- _Input_
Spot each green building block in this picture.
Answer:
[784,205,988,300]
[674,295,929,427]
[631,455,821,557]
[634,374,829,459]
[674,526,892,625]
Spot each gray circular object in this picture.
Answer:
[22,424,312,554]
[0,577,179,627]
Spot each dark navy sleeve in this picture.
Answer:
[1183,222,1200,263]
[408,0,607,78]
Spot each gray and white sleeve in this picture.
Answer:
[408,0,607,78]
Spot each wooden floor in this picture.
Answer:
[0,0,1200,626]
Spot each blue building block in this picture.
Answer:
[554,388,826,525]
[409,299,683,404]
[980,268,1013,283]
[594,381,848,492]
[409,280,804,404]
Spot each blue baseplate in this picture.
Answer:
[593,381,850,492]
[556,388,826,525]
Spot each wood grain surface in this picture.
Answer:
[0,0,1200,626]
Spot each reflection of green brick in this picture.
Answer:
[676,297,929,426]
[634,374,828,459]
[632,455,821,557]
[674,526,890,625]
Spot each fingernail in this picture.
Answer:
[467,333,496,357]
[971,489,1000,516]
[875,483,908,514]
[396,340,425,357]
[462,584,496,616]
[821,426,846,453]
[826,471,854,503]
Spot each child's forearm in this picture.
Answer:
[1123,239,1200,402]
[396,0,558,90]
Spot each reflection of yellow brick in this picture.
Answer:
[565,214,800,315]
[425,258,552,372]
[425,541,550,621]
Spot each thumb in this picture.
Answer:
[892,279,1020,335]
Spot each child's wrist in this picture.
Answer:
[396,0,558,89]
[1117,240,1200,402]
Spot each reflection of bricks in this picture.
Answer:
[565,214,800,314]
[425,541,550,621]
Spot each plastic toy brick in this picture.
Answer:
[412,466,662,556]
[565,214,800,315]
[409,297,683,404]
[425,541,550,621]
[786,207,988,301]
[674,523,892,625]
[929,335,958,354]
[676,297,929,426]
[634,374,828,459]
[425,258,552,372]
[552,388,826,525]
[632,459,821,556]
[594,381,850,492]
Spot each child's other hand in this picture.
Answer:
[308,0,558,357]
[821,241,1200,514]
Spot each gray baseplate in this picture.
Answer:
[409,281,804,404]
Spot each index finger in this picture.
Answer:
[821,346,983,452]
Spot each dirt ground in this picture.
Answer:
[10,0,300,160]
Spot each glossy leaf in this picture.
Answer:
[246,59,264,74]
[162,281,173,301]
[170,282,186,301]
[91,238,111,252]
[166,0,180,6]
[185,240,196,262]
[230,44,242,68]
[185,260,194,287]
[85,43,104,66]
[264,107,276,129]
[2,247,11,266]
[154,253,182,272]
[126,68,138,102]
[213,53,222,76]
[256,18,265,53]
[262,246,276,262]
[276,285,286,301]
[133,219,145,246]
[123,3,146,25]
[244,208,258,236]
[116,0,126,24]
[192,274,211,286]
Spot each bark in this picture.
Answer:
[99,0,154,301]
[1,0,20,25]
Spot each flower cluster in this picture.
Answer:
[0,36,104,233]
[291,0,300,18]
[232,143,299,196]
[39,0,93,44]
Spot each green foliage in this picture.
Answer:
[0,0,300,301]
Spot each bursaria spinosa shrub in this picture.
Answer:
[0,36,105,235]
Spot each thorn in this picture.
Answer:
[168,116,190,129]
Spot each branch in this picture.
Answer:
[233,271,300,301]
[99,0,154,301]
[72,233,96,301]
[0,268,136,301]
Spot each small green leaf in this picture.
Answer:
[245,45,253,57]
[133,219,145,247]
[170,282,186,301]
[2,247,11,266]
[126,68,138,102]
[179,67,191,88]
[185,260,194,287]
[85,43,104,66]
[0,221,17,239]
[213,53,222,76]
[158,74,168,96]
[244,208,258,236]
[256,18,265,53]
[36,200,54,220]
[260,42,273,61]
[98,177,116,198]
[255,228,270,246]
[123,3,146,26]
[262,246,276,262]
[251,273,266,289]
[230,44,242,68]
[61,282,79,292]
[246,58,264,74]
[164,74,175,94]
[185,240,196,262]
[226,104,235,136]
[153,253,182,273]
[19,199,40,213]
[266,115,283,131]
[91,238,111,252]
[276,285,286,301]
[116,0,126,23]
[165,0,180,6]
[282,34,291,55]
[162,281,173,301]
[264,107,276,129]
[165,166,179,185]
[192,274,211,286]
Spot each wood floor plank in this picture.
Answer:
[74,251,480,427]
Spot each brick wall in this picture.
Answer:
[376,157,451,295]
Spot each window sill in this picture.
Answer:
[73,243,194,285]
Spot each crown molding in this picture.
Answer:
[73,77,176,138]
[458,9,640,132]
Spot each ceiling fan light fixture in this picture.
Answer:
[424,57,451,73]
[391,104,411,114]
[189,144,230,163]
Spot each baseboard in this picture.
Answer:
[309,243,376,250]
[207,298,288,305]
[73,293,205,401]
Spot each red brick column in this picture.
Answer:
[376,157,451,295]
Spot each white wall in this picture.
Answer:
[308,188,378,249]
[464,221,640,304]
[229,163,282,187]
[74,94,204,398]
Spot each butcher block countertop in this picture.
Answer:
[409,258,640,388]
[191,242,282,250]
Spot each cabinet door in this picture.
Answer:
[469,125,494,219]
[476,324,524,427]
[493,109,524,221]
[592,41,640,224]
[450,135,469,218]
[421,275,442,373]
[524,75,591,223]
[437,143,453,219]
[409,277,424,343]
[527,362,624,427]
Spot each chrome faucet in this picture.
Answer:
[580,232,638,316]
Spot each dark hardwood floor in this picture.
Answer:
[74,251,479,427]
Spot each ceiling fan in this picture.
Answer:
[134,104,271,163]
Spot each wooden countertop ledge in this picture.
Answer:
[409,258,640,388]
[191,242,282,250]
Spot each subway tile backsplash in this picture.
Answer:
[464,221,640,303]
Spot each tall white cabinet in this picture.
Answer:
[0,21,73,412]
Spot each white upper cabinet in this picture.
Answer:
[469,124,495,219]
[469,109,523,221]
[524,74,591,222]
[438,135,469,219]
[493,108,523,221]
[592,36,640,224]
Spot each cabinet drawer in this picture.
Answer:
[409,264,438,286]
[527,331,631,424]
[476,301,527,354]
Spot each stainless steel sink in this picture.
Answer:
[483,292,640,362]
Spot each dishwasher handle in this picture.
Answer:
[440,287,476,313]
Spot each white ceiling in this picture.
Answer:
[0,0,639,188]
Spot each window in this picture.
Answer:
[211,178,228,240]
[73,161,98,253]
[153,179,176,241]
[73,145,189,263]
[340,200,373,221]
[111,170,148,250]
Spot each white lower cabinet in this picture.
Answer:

- _Problem requirements_
Output the whole listing above again, word for word.

- _Result of this task_
Spot each green building block in this picture.
Answer:
[784,205,988,300]
[674,295,929,427]
[631,455,821,557]
[634,374,829,459]
[674,526,892,625]
Spot each gray circular object in this picture.
Answer:
[22,424,312,554]
[0,577,179,627]
Spot each dark navy sleeve in this picture.
Answer:
[1183,222,1200,263]
[408,0,607,78]
Spot each gray and white sleeve in this picture.
Answer:
[408,0,607,78]
Spot each wooden floor in this picture.
Answer:
[0,0,1200,626]
Spot each blue building block in this picture.
Answer:
[554,388,826,525]
[409,299,683,404]
[980,268,1013,283]
[594,381,848,492]
[409,280,804,404]
Spot each blue baseplate in this picture.
Answer:
[593,381,850,492]
[556,388,826,525]
Spot each wood grain surface in this picture.
Answer:
[0,0,1200,626]
Spot each reflection of green brick in this picture.
Answer:
[676,297,929,426]
[634,374,828,459]
[632,455,821,557]
[674,526,890,625]
Spot each fingernail in this picture.
Answer:
[467,333,496,357]
[971,489,1000,516]
[875,483,908,514]
[396,340,425,357]
[462,584,496,616]
[821,426,846,453]
[826,471,854,503]
Spot each child's forearm in this picture.
Answer:
[1123,239,1200,402]
[396,0,558,90]
Spot each reflection of yellow brick in this picture.
Answer:
[565,214,800,315]
[425,258,552,372]
[425,541,550,621]
Spot each thumb in this picture.
Answer:
[892,279,1020,335]
Spot each child's wrist in this picture.
Answer:
[396,0,558,89]
[1117,240,1200,402]
Spot each reflection of bricks in this picture.
Answer:
[565,214,800,314]
[425,541,550,621]
Spot each plastic toy brick in this picture.
Answer:
[412,466,662,556]
[565,214,800,315]
[409,297,683,404]
[425,541,550,621]
[786,207,988,301]
[674,523,892,625]
[929,335,958,354]
[676,297,929,426]
[634,374,828,459]
[425,258,552,372]
[552,388,826,525]
[632,459,821,556]
[594,381,850,492]
Spot each child's other hand in this picture.
Answer:
[308,0,558,357]
[821,241,1200,514]
Spot each gray baseplate in this picture.
Answer:
[409,281,804,404]
Spot each index finger in this picture.
Answer:
[821,346,983,452]
Spot each dirt ground in this picture.
Answer:
[10,0,300,160]
Spot each glossy leaf in this picture.
Answer:
[246,59,264,74]
[162,281,173,301]
[170,282,186,301]
[91,238,111,252]
[166,0,180,6]
[185,240,196,262]
[230,44,242,68]
[185,260,194,287]
[85,43,104,66]
[264,107,276,129]
[2,247,11,266]
[154,253,182,272]
[126,68,138,102]
[213,53,222,76]
[256,18,265,53]
[262,246,276,262]
[276,285,286,301]
[133,219,145,246]
[123,3,146,25]
[244,208,258,236]
[116,0,126,24]
[192,274,211,286]
Spot each bark in this picture.
Answer:
[99,0,154,301]
[1,0,20,25]
Spot each flower cluster in this picture.
Answer:
[0,36,104,233]
[291,0,300,18]
[232,143,299,196]
[39,0,93,44]
Spot each green foliage in this picture.
Answer:
[0,0,300,301]
Spot each bursaria spinosa shrub in this picture.
Answer:
[0,36,105,235]
Spot each thorn in this picture.
Answer:
[168,116,190,129]
Spot each branch in this picture.
Answer:
[233,271,300,301]
[99,0,154,301]
[72,233,96,301]
[0,268,136,301]
Spot each small green leaf in this picture.
Answer:
[245,45,253,57]
[133,219,145,247]
[170,282,186,301]
[2,247,11,266]
[126,68,138,102]
[179,67,191,88]
[185,260,194,287]
[85,43,104,66]
[0,221,17,239]
[213,53,222,76]
[158,74,168,96]
[244,208,258,236]
[256,18,265,53]
[36,200,54,220]
[260,42,273,61]
[98,177,116,198]
[255,228,270,246]
[123,3,146,26]
[262,246,276,262]
[251,273,266,289]
[230,44,242,68]
[61,282,79,292]
[246,58,264,74]
[164,74,175,94]
[185,240,196,262]
[226,104,235,136]
[153,253,182,273]
[19,199,40,213]
[266,115,283,131]
[91,238,111,252]
[276,285,286,301]
[116,0,126,23]
[165,0,180,6]
[282,34,291,55]
[162,281,173,301]
[264,107,276,129]
[165,166,179,185]
[192,274,211,286]
Spot each wood floor plank in this picture.
Answer:
[74,251,480,427]
Spot each brick wall in this picture.
Answer:
[376,157,451,295]
Spot each window sill in this picture.
Answer:
[73,243,194,285]
Spot each crown molding in this picture.
Answer:
[73,77,176,138]
[458,9,640,132]
Spot each ceiling fan light fixture in this picture.
Answer:
[424,57,451,73]
[391,104,411,114]
[189,144,230,163]
Spot each baseboard in this picture.
Answer:
[309,243,376,250]
[207,298,288,305]
[73,293,205,401]
Spot each red brick column in this picture.
Answer:
[376,157,451,295]
Spot each white wall in this picture.
Answer:
[308,188,378,249]
[464,221,640,304]
[229,163,282,187]
[74,94,204,398]
Spot each butcher block countertop in this picture.
Answer:
[409,258,640,388]
[191,242,282,250]
Spot each cabinet door in this picture.
Answer:
[469,125,494,219]
[476,324,524,427]
[493,109,524,221]
[592,41,640,224]
[450,135,469,218]
[421,275,442,373]
[524,75,591,223]
[437,143,453,219]
[409,277,424,343]
[527,362,624,427]
Spot each chrome faucet in this picture.
Answer:
[580,232,638,316]
Spot each dark hardwood floor in this picture.
Answer:
[74,251,479,427]
Spot each ceiling fan in this picture.
Answer:
[134,104,271,163]
Spot each wooden countertop ledge in this picture.
Answer:
[409,258,640,388]
[191,242,282,250]
Spot each subway tile backsplash in this picture.
Answer:
[464,221,640,303]
Spot each tall white cabinet in this picture.
Answer:
[0,21,73,412]
Spot each white upper cabinet in this picture.
Answer:
[469,124,495,219]
[469,109,523,221]
[524,74,591,222]
[438,135,469,219]
[493,108,523,221]
[592,36,640,224]
Spot each cabinet drawer in this picture.
Answer:
[409,264,438,286]
[527,331,631,424]
[476,301,527,354]
Spot each stainless steel sink in this picture.
Answer:
[483,292,640,362]
Spot each dishwasher handle in this picture.
Answer:
[440,287,476,313]
Spot each white ceiling in this picture.
Answer:
[0,0,639,188]
Spot each window in this picture.
Answer:
[211,178,228,240]
[73,161,98,253]
[153,179,176,241]
[73,145,189,263]
[340,200,373,221]
[111,170,148,250]
Spot each white lower cabinet in this picture.
Answer:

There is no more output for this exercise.